Texte à lire -
Le 5 avril, la Grèce a annoncé son projet d’emprunter 5 à 10 milliards de
dollars aux Etats-Unis, se présentant comme un « marché émergent » --
c’est-à-dire comme un pays pauvre qui verse pour ses dettes des taux
d’intérêt plus élevés afin de compenser le risque de défaillance.
La classification de la Grèce comme un marché émergent est un signe
supplémentaire – auquel s’ajoute l’appel lancé le mois dernier par la Grèce
au Fonds monétaire international (FMI) – que les mesures de réduction
d’emplois et des coûts de main-d’œuvre appliquées depuis les années 1970 par
le FMI à l’Afrique et à l’Amérique latine vont maintenant gagner l’Europe.
Nikos Mourkogiannis, un économiste sis à Londres, a commenté cela ainsi :
« La Grèce est un marché émergent et un pays des Balkans et le fait qu’elle
soit membre de la zone euro n’est pas une contradiction. »
La Grèce projette de lever des fonds en émettant des obligations fixées
par enchères et supervisées par des banques d’investissement de Wall Street
telles Morgan Stanley. Goldman Sachs devait superviser les enchères grecques
mais ceci n’a pas abouti dans un contexte de rumeurs selon lesquelles des
investisseurs chinois ont dit ne pas vouloir prêter à la Grèce.
Il a été annoncé que le ministre grec des Finances, George
Papaconstantinou, se rendrait aux Etats-Unis « après le 20 avril, » mais il
a abandonné le projet de se rendre en Asie après sa visite aux Etats-Unis.
Le projet d’emprunt a lieu au moment où la Grèce rencontre de plus en
plus de difficultés à lever des fonds sur les marchés financiers européens.
Le coût d’obligation à dix ans du gouvernement grec est passé le 6 avril à
7,161 pour cent, un taux d’intérêt de 4 pour cent plus élevé que celui payé
par l’Allemagne. En comparaison, le taux d’emprunt du Brésil sur dix ans
s’élève à 4,9 pour cent, celui du Mexique à 4,8 pour cent, celui de la
Pologne à 5,5 pour cent et de la Hongrie à 6,6 pour cent. Les taux d’intérêt
sur deux ans de la dette grecque ont fait un bond de 1,2 pour cent pour
atteindre 6,48 pour cent, un bond d’une importance inhabituelle en une seule
journée qui laisse percevoir un renforcement des craintes quant à une
défaillance de la dette souveraine grecque.
La Grèce avait été en mesure de couvrir ces besoins financiers en avril
mais doit encore lever 10 milliards d’euros en mai.
Il apparaît de moins en moins certain que la Grèce pourra éviter de faire
défaut sur sa dette vu que les paiements de ses intérêts augmentent au fur
et à mesure qu’augmentent le taux d’intérêt qu’elle paie sur ses dettes et
que les réductions draconiennes d’emplois et de salaires réduisent la base
de ses impôts.

Jeu de données -
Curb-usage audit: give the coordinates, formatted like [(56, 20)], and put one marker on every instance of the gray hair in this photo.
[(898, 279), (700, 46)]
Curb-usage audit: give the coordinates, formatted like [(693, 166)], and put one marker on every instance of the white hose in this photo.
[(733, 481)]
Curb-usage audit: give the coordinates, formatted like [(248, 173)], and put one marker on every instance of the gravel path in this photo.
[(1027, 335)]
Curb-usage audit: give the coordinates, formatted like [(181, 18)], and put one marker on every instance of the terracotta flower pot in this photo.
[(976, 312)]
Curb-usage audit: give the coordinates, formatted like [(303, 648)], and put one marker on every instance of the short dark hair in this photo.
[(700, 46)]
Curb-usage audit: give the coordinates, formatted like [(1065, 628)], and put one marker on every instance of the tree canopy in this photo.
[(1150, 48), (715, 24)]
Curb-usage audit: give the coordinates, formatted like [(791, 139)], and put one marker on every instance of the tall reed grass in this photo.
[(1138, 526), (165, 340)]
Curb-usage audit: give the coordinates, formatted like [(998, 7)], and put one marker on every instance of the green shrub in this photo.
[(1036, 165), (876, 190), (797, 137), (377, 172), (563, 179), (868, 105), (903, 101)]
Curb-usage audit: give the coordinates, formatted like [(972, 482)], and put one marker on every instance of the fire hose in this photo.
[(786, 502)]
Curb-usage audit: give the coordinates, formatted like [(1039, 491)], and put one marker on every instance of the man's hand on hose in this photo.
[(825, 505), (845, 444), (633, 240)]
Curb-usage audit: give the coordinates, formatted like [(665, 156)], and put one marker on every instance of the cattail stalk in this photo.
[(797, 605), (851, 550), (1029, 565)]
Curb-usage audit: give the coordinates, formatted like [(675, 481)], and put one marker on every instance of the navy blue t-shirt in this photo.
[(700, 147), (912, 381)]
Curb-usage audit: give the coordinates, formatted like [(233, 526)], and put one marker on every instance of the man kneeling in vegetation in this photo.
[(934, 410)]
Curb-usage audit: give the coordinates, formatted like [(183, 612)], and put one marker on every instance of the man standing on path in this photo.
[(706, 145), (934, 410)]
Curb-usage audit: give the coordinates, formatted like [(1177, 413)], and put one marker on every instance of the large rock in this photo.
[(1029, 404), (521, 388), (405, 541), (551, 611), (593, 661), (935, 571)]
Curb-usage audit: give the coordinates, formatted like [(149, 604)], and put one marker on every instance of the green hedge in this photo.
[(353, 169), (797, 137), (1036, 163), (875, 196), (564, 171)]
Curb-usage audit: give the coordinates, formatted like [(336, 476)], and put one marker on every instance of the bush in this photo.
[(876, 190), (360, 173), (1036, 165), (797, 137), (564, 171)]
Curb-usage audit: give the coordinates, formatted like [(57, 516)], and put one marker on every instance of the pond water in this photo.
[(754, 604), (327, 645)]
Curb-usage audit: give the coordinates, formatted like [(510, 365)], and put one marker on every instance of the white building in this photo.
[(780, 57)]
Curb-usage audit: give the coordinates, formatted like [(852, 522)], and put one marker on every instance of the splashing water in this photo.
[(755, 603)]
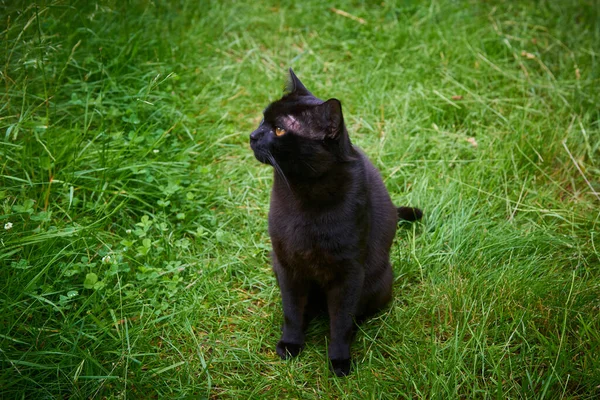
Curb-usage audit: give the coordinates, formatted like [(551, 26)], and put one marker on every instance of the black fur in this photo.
[(331, 221)]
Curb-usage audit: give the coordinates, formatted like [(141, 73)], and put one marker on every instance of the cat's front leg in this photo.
[(294, 297), (342, 304)]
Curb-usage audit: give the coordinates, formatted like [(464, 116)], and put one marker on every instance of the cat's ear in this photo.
[(331, 112), (294, 86)]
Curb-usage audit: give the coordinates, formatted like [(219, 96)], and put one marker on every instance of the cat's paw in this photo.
[(288, 350), (340, 367)]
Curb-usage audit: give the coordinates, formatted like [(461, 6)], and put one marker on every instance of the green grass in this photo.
[(137, 262)]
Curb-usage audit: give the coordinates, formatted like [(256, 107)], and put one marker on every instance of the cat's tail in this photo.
[(409, 214)]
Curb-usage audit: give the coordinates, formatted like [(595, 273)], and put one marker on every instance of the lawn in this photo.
[(134, 254)]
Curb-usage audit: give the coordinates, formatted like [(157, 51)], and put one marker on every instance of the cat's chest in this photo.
[(313, 242)]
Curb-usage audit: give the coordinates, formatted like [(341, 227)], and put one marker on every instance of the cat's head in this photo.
[(300, 134)]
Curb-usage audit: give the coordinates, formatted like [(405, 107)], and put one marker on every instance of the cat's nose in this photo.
[(254, 136)]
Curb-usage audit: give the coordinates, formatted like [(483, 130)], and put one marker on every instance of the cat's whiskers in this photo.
[(278, 168)]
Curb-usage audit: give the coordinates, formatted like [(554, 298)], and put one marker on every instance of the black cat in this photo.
[(331, 221)]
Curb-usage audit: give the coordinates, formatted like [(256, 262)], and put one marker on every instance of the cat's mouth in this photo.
[(263, 156)]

Tâche à réaliser - Reproduisez à l'identique le passage du texte sur la dette grecque qui commence par « Il a été annoncé » et se poursuit jusqu'à « marchés financiers européens. ». Le matériel fourni ne sera d'aucune utilité ici.

Réponse au problème -
Il a été annoncé que le ministre grec des Finances, George
Papaconstantinou, se rendrait aux Etats-Unis « après le 20 avril, » mais il
a abandonné le projet de se rendre en Asie après sa visite aux Etats-Unis.
Le projet d’emprunt a lieu au moment où la Grèce rencontre de plus en
plus de difficultés à lever des fonds sur les marchés financiers européens.